PROBLEM ▸
Below are the records; copy exactly the stretch from the line containing "[trace] woman's knee" through the line containing "[trace] <item>window frame</item>", both ends included, and nothing else.

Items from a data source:

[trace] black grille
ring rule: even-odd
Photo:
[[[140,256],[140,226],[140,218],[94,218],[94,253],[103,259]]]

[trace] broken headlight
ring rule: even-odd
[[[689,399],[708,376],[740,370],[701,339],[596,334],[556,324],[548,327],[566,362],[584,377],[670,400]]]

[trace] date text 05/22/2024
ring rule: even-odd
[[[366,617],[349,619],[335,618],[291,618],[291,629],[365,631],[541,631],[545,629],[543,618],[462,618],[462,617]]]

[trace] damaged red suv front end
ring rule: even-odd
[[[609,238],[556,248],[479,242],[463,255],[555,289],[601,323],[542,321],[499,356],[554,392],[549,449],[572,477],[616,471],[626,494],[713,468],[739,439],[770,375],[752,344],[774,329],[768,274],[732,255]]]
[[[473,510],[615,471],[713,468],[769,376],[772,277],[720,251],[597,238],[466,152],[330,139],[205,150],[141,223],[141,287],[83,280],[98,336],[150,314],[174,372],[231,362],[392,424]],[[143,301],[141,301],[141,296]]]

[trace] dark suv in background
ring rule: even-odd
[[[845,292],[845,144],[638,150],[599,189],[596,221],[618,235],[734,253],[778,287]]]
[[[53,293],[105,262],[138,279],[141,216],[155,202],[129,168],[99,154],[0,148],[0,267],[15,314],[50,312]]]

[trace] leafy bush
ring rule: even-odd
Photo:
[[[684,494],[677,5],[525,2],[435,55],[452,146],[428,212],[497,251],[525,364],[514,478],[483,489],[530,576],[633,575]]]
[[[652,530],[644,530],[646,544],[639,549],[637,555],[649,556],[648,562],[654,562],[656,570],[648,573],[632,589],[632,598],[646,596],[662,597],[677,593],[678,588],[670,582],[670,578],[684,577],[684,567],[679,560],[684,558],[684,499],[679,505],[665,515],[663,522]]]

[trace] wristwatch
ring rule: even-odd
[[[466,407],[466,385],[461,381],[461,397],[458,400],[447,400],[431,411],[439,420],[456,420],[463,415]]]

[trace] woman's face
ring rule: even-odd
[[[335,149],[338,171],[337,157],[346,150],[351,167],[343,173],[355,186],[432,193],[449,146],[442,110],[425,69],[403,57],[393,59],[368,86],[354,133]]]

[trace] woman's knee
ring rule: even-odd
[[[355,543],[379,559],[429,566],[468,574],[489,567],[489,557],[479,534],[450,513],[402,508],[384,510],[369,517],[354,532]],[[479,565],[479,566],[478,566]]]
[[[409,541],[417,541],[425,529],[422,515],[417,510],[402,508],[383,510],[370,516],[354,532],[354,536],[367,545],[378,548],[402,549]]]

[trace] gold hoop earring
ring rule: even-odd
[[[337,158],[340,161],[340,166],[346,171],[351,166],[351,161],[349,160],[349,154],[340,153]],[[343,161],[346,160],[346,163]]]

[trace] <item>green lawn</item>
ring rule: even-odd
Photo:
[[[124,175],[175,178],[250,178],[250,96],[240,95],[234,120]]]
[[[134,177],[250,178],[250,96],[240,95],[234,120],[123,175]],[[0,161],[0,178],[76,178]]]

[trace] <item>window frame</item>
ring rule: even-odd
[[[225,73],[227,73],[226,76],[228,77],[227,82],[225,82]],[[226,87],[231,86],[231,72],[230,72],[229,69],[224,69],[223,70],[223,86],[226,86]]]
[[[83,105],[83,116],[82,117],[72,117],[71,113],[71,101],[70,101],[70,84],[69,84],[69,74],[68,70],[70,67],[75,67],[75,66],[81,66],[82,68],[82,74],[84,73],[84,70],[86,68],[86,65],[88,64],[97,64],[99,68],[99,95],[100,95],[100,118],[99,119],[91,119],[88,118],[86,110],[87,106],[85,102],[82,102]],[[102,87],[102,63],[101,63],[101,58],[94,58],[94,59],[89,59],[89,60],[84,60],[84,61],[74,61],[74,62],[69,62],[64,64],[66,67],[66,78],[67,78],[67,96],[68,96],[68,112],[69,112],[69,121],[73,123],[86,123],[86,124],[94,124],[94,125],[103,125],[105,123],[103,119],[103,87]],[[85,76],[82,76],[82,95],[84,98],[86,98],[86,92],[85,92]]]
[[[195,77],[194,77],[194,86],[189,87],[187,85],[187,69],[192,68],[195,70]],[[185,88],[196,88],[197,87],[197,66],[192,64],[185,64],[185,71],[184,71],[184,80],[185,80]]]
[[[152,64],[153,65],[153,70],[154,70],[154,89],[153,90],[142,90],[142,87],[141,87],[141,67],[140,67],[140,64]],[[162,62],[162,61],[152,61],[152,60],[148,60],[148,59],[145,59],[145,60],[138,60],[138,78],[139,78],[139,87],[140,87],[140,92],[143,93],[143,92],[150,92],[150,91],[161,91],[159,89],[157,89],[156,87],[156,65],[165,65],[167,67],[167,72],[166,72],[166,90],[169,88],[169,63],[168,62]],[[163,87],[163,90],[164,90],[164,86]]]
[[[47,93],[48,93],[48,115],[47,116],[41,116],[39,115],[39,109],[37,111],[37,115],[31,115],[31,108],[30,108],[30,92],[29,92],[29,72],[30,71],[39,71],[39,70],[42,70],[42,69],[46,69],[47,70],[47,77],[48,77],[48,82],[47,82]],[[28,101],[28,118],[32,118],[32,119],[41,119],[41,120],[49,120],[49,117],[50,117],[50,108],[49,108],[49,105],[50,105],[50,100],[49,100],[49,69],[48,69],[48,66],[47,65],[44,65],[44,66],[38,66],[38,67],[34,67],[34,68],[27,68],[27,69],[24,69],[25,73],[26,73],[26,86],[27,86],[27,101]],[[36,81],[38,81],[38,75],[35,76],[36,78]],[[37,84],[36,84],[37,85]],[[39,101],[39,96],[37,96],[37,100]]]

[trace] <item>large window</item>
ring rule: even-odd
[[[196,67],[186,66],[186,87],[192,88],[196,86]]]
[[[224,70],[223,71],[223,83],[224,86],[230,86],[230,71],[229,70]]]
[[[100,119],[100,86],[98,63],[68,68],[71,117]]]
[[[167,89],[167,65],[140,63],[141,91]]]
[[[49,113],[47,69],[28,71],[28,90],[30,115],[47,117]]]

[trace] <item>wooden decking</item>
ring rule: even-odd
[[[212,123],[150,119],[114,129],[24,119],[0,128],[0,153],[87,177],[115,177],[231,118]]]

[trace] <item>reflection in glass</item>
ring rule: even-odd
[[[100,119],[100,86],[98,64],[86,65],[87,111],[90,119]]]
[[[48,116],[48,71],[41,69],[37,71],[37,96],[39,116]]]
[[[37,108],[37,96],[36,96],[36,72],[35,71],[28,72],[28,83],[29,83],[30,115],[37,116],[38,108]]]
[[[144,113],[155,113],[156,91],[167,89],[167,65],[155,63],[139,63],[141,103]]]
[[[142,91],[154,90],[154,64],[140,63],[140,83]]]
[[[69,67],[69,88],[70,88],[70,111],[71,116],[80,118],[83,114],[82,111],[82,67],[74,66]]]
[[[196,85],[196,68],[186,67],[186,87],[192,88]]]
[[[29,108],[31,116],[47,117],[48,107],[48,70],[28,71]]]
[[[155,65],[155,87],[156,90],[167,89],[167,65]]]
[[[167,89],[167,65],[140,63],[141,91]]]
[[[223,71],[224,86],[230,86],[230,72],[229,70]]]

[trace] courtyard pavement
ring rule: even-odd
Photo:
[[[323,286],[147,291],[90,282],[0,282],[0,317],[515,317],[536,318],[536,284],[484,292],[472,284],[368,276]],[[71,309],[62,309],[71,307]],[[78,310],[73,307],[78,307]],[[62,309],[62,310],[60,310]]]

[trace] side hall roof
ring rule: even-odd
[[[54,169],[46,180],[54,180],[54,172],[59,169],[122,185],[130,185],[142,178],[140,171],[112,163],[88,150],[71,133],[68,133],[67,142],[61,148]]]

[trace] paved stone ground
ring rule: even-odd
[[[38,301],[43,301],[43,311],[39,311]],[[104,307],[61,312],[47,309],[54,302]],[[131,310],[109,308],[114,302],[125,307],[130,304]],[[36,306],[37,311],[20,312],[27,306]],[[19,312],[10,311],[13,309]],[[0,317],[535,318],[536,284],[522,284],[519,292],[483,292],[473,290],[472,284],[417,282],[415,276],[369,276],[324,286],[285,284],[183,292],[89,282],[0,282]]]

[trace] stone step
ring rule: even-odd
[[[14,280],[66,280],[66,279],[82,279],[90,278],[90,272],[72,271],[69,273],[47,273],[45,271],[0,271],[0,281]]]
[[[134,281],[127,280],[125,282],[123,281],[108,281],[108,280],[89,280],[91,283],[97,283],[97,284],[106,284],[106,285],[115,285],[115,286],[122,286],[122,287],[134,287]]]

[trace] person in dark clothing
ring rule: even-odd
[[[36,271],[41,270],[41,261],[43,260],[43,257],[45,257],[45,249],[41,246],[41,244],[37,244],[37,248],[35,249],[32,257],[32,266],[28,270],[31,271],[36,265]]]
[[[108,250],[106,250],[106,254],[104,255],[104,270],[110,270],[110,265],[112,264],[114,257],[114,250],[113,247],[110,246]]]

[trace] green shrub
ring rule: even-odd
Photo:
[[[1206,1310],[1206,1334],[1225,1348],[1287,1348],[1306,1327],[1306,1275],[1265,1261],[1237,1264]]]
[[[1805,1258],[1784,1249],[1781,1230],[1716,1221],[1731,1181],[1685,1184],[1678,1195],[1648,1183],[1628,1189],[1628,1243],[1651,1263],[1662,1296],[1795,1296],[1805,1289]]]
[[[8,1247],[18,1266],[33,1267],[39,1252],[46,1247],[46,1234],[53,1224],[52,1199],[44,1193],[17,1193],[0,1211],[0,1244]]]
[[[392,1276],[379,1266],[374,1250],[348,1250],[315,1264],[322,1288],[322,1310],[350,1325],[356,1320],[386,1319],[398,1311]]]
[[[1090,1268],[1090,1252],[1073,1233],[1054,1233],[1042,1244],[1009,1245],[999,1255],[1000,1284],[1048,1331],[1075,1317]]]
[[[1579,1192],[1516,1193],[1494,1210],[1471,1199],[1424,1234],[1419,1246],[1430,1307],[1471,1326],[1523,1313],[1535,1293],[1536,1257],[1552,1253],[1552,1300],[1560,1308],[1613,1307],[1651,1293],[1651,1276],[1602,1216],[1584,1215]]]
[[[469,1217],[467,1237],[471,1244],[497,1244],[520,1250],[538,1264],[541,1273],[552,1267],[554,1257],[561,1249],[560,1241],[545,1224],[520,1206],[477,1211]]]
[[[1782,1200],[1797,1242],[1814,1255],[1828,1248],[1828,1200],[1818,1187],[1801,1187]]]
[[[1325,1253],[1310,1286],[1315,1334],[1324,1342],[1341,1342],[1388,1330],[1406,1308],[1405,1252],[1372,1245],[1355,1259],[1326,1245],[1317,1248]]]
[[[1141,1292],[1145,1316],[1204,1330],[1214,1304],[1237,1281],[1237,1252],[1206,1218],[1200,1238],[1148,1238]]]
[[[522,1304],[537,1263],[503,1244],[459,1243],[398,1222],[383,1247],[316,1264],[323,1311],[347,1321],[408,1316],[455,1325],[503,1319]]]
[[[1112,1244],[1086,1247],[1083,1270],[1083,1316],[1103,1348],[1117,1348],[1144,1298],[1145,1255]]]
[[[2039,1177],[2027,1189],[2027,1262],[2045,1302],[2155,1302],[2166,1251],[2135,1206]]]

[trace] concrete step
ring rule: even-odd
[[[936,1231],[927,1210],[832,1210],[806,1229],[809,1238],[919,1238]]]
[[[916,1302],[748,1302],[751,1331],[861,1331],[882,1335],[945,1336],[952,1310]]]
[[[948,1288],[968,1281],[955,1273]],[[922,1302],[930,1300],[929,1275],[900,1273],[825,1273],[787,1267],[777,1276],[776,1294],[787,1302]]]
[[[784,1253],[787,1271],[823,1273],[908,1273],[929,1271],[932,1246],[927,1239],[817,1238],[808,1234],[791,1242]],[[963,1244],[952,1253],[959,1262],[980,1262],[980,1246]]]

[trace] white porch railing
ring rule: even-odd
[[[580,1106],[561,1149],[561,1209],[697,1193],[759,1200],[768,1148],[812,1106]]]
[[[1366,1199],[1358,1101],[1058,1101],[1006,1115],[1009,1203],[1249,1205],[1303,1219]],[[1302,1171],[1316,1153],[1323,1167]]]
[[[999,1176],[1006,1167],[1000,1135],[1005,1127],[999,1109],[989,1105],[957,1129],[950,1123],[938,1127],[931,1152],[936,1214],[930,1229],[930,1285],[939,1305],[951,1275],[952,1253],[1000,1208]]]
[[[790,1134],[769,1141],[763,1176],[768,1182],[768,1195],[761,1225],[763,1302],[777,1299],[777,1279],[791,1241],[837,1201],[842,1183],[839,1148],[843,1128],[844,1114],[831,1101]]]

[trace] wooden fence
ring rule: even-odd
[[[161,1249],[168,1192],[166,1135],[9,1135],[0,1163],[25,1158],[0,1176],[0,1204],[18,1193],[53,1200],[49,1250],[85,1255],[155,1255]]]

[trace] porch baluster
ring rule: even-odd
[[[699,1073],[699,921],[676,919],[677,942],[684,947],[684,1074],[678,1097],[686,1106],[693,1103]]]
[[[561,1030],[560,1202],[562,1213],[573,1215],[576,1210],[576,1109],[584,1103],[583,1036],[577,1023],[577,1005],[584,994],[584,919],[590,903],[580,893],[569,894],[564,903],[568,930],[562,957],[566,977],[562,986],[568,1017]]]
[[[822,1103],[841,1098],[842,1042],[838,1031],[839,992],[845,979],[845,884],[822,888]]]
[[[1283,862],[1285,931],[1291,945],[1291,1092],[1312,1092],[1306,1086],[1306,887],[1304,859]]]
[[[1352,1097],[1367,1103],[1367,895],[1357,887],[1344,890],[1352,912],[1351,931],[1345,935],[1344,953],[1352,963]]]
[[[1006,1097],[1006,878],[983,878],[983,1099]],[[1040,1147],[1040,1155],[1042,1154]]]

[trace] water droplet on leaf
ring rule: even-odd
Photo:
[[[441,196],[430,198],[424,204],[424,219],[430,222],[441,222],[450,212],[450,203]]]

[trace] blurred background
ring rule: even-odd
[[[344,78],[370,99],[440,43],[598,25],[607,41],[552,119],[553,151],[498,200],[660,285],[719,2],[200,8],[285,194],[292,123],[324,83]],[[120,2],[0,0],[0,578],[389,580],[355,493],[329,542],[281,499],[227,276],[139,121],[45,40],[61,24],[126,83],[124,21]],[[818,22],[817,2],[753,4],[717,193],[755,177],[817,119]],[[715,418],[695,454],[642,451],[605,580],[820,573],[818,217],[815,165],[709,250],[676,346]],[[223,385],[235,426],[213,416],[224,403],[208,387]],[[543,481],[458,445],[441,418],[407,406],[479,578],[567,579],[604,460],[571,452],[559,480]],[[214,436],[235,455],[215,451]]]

EXERCISE RESULT ▸
[trace] woman's knee
ring rule: even-odd
[[[355,543],[379,559],[429,566],[468,574],[489,567],[489,557],[479,534],[450,513],[402,508],[384,510],[369,517],[354,532]],[[479,565],[479,566],[478,566]]]
[[[409,541],[417,541],[425,529],[422,515],[417,510],[402,508],[383,510],[370,516],[354,532],[354,536],[367,545],[378,548],[402,549]]]

[trace] gold hoop earring
ring rule: even-odd
[[[337,158],[340,161],[340,166],[346,171],[351,166],[351,161],[349,160],[349,154],[340,153]],[[343,161],[346,160],[346,163]]]

[trace] <item>green lawn</item>
ring rule: even-odd
Photo:
[[[124,175],[175,178],[250,178],[250,96],[240,95],[234,120]]]
[[[134,177],[250,178],[250,96],[240,95],[234,120],[123,175]],[[0,161],[0,178],[76,178]]]

[trace] <item>window frame</item>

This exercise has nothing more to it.